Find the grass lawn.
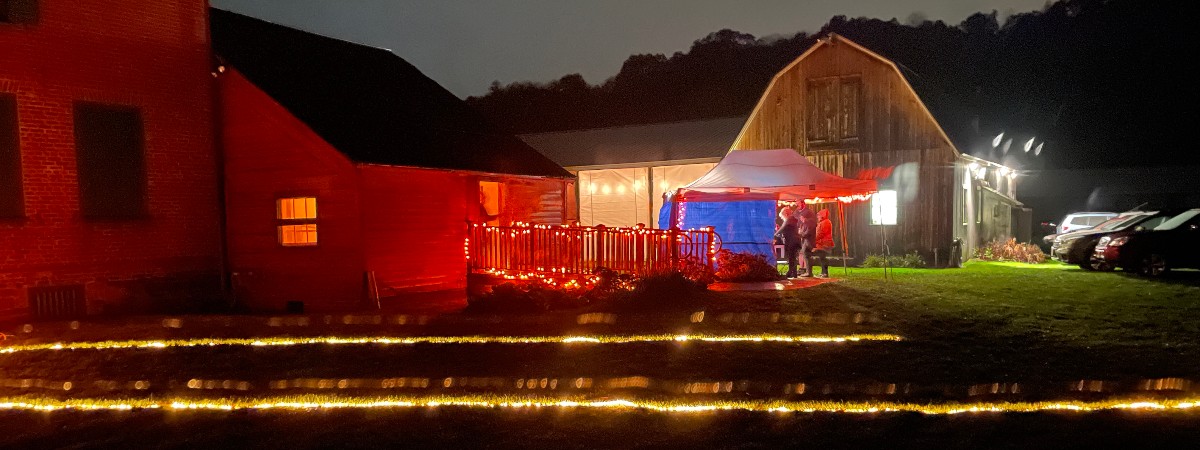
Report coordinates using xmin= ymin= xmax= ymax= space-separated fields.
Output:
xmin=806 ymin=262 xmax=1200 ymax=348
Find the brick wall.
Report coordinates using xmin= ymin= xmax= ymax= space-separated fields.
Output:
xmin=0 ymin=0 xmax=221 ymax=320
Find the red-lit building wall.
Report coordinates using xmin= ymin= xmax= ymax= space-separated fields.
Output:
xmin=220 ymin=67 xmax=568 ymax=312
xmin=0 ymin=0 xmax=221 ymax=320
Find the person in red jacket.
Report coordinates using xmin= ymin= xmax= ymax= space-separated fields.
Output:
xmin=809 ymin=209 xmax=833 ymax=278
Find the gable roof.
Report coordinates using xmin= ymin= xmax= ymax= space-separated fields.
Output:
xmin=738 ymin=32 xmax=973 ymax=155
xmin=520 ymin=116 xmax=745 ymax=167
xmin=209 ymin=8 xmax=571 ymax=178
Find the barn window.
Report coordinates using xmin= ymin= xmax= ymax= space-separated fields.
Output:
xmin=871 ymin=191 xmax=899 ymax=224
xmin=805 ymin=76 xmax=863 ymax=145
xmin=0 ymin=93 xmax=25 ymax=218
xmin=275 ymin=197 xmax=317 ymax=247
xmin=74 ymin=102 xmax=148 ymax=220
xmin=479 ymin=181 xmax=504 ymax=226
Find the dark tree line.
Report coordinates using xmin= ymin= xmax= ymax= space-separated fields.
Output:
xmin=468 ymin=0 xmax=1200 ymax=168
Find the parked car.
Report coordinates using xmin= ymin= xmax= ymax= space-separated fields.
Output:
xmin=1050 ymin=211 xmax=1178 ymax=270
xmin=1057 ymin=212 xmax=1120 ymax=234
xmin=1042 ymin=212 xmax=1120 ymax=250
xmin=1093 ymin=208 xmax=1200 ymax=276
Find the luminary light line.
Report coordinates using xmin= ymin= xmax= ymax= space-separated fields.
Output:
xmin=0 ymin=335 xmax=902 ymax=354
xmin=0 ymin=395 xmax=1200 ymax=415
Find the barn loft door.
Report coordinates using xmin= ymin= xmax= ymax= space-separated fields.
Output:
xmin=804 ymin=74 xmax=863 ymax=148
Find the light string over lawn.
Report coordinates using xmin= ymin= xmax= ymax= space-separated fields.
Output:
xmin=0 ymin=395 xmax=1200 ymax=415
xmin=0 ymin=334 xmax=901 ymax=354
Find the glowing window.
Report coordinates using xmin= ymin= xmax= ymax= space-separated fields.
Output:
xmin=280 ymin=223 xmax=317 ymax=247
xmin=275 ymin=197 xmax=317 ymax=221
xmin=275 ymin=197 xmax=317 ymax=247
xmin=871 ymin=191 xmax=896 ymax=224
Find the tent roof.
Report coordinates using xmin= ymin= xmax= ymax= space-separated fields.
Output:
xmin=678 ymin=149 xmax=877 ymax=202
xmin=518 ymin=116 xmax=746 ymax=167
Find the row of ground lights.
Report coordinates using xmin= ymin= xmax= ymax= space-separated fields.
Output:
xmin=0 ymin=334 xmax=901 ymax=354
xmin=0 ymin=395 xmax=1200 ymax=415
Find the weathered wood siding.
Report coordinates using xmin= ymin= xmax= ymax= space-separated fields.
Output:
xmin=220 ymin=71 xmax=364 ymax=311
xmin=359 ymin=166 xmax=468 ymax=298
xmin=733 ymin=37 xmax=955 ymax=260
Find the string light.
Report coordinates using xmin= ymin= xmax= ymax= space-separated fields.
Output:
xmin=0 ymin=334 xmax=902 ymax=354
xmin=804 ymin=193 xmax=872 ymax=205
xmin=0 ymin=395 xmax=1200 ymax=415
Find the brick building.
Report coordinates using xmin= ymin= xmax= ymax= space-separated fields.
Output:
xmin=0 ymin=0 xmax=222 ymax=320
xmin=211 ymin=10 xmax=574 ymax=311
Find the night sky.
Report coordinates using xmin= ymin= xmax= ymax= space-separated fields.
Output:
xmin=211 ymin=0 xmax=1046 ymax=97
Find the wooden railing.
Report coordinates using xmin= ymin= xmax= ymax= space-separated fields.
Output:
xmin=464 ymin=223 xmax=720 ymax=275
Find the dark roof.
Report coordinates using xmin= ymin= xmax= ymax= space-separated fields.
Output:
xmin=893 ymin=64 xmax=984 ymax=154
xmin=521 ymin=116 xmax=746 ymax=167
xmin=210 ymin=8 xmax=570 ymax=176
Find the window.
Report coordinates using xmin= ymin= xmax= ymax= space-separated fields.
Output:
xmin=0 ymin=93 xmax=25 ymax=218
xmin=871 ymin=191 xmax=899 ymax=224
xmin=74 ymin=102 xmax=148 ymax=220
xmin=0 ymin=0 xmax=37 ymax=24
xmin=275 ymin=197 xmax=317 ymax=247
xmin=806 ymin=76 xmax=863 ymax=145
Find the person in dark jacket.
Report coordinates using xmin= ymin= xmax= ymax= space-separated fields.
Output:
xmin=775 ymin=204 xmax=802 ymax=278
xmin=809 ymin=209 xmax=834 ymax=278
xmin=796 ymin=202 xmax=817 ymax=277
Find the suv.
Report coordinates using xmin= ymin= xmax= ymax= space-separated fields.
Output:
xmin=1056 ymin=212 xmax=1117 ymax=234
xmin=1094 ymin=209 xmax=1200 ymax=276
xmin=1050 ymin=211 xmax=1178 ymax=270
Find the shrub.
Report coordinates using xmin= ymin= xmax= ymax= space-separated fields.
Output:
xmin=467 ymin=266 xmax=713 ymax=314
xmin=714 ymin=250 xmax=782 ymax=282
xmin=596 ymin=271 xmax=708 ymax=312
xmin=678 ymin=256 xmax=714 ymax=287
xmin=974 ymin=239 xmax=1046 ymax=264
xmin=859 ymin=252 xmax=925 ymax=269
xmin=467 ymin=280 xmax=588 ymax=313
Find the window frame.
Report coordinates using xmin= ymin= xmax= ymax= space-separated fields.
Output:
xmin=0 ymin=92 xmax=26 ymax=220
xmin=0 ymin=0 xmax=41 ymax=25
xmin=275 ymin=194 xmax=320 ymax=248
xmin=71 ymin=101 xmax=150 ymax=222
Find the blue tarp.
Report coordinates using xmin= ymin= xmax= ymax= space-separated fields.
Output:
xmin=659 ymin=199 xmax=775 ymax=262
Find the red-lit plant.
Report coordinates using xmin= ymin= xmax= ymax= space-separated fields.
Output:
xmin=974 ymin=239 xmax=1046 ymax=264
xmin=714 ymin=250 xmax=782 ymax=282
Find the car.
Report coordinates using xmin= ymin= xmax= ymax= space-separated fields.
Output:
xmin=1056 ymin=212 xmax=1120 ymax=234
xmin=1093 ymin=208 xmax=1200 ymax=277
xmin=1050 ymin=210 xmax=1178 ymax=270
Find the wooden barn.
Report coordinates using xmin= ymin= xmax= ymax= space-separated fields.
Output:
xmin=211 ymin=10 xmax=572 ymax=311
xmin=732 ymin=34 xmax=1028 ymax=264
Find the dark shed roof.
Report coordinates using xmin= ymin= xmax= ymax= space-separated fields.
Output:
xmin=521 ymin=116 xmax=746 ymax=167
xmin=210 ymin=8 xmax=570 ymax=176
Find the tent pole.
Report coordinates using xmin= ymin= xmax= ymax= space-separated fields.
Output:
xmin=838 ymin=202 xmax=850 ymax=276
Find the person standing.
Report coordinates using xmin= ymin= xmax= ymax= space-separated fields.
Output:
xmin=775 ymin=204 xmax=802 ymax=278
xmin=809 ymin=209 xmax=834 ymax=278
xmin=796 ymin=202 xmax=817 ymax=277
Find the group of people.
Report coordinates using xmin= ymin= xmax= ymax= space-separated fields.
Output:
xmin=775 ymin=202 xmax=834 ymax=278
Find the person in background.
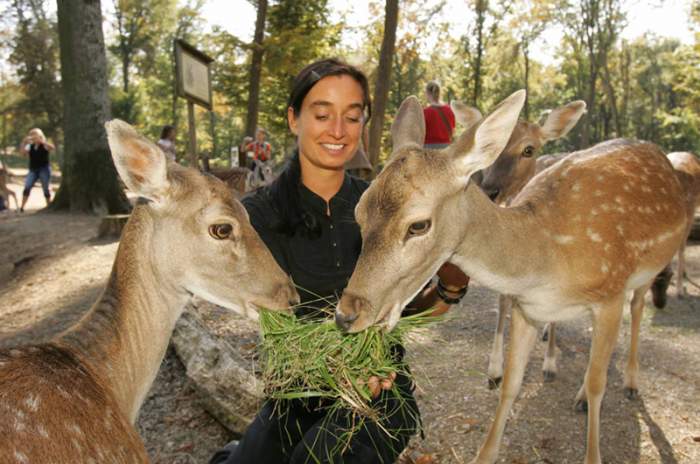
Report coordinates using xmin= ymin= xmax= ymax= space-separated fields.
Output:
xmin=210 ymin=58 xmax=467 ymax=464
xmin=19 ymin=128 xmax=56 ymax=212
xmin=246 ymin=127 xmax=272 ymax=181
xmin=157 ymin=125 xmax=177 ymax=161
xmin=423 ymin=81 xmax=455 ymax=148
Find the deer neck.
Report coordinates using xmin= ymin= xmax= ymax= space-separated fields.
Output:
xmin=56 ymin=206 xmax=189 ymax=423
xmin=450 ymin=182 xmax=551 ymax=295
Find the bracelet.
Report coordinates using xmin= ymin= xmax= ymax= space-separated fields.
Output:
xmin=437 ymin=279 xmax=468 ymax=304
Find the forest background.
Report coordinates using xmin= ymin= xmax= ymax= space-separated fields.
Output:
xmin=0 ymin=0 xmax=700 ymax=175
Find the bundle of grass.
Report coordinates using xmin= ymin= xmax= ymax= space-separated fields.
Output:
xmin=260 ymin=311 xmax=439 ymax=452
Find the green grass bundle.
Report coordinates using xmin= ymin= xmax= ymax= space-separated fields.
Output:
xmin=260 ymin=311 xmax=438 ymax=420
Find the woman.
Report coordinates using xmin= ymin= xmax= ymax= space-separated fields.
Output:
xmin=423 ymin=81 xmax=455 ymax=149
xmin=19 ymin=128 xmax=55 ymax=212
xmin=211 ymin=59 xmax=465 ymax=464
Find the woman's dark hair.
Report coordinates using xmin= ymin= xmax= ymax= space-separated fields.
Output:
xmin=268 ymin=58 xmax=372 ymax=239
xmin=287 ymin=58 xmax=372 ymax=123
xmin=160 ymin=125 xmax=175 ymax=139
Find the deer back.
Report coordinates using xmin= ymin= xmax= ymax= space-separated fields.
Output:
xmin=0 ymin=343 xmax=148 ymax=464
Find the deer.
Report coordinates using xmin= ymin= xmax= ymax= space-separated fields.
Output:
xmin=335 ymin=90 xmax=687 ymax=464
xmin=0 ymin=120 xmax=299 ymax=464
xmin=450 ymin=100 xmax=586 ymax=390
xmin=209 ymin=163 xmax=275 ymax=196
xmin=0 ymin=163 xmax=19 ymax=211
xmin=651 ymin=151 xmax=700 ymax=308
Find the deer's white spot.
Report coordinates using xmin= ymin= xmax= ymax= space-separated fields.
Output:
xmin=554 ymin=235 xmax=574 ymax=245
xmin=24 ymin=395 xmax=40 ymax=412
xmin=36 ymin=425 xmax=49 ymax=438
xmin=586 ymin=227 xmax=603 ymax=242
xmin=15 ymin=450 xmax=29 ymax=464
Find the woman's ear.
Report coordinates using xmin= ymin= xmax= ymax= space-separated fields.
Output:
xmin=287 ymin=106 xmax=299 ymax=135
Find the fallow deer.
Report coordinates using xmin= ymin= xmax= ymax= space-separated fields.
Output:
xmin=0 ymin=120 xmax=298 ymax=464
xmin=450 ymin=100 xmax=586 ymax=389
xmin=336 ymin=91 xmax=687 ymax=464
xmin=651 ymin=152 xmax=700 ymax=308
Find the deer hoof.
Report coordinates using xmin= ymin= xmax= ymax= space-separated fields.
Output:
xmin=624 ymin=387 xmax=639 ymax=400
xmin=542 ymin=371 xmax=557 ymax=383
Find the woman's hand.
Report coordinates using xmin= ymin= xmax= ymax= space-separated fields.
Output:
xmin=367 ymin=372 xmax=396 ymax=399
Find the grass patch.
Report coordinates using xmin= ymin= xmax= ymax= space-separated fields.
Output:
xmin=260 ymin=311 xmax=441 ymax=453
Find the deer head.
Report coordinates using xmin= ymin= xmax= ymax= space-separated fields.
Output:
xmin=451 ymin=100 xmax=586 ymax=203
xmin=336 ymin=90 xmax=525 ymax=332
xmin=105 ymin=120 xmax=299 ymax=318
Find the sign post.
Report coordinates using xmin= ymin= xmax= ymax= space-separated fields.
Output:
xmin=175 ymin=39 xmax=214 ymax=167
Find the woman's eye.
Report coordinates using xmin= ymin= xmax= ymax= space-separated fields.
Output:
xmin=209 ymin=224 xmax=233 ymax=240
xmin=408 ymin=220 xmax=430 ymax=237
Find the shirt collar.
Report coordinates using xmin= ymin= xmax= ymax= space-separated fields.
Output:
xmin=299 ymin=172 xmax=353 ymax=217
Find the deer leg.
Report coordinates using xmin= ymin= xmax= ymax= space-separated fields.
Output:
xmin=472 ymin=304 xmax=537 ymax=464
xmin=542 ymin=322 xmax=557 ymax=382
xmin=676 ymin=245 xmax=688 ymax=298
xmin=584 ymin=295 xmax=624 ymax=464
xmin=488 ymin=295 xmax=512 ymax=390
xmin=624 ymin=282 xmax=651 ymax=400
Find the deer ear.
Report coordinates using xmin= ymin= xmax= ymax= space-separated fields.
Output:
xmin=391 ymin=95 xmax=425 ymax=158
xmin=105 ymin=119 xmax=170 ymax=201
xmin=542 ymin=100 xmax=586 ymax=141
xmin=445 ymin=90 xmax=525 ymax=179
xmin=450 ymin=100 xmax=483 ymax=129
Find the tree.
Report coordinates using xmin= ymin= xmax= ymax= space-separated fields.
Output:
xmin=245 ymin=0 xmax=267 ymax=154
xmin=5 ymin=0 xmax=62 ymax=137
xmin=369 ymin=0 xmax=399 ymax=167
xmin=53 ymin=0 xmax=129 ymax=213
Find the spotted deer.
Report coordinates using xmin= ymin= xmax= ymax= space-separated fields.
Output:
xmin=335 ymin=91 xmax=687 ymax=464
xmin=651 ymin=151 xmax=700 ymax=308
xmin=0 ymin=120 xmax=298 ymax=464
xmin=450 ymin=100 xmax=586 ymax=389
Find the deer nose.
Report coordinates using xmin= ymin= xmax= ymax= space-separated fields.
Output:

|---|

§ **SET PROBLEM**: Write out the entries word for word, beginning at the line that contains "Find the deer nose." and continuing through the last line of the entries.

§ **EXERCISE RESPONSE**:
Find the deer nose.
Report coordinates using xmin= ymin= xmax= ymax= space-separated fields.
Output:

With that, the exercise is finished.